## TASKS TO CARRY OUT:
A: Repeat the passage on bounded random integers word for word, from "Yes. If we define" up to and including "multiplication per retry.".
B: Decide whether each statement agrees with the passage on bounded random integers, and answer yes or no, quoting the deciding words: (i) The division-based algorithm always takes two divisions. (ii) Lemire's algorithm uses one multiplication per retry. (iii) When bound is much less than ULONG_MAX, the slow path is taken almost all the time.

Yes. If we define eps = max_mod_bound * ldexp(1.0, -BITS_PER_LONG) as
the probability of one retry, and retries = eps / (1 - eps) as the
expected number of retries, then both algorithms take 1+retries
random_integer()s.
The above agorithm takes 2 divisions, always. Divides are slow, and
usually not pipelined, so two in short succession gets a latency penalty.
Lemire's mutiplicative algorithm takes 1 multiplication on the fast
path (probability 1 - 2*eps on average), 1 additional division on the slow
path (probability 2*eps), and 1 multiplication per retry.
In the common case when bound is much less than ULONG_MAX, eps is
tiny and the fast path is taken almost all the time, and it's
a huge win.
Even in the absolute worst case of bound = ULONG_MAX/2 + 2 when
eps ~ 0.5 (2 multiplies, 0.5 divide; there's no 2*eps penalty in
this case), it's faster as long as 2 mutiplies cost less than 1.5
divides.

## RECORDED DATA:
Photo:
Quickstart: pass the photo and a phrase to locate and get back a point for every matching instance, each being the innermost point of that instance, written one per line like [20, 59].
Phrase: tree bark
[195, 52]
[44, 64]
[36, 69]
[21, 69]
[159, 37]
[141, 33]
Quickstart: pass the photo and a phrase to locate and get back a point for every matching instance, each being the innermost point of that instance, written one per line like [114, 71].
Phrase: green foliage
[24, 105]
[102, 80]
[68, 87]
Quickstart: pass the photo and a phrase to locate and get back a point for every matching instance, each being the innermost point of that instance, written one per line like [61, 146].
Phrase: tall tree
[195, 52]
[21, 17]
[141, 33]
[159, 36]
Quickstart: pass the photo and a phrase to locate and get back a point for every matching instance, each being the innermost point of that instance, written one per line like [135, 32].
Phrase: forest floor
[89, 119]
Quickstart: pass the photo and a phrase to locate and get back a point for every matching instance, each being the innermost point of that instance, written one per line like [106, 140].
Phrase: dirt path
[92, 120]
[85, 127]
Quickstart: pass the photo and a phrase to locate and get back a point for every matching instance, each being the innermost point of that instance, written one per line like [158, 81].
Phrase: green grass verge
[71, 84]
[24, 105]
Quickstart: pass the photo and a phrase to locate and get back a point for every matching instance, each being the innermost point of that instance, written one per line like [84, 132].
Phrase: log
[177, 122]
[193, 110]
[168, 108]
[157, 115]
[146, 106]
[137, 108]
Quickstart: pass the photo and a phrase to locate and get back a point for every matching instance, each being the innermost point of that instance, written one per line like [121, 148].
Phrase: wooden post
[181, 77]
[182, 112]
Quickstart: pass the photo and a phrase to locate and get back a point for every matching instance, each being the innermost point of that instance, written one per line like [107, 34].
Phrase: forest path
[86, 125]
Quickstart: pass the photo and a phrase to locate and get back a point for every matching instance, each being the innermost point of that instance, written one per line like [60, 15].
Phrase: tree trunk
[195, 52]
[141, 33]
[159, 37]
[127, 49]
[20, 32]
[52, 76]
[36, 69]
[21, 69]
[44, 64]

## SET OF ANSWERS:
A:
Yes. If we define eps = max_mod_bound * ldexp(1.0, -BITS_PER_LONG) as
the probability of one retry, and retries = eps / (1 - eps) as the
expected number of retries, then both algorithms take 1+retries
random_integer()s.
The above agorithm takes 2 divisions, always. Divides are slow, and
usually not pipelined, so two in short succession gets a latency penalty.
Lemire's mutiplicative algorithm takes 1 multiplication on the fast
path (probability 1 - 2*eps on average), 1 additional division on the slow
path (probability 2*eps), and 1 multiplication per retry.

B:
(i) Yes: "takes 2 divisions, always"
(ii) Yes: "1 multiplication per retry"
(iii) No: "the fast path is taken almost all the time"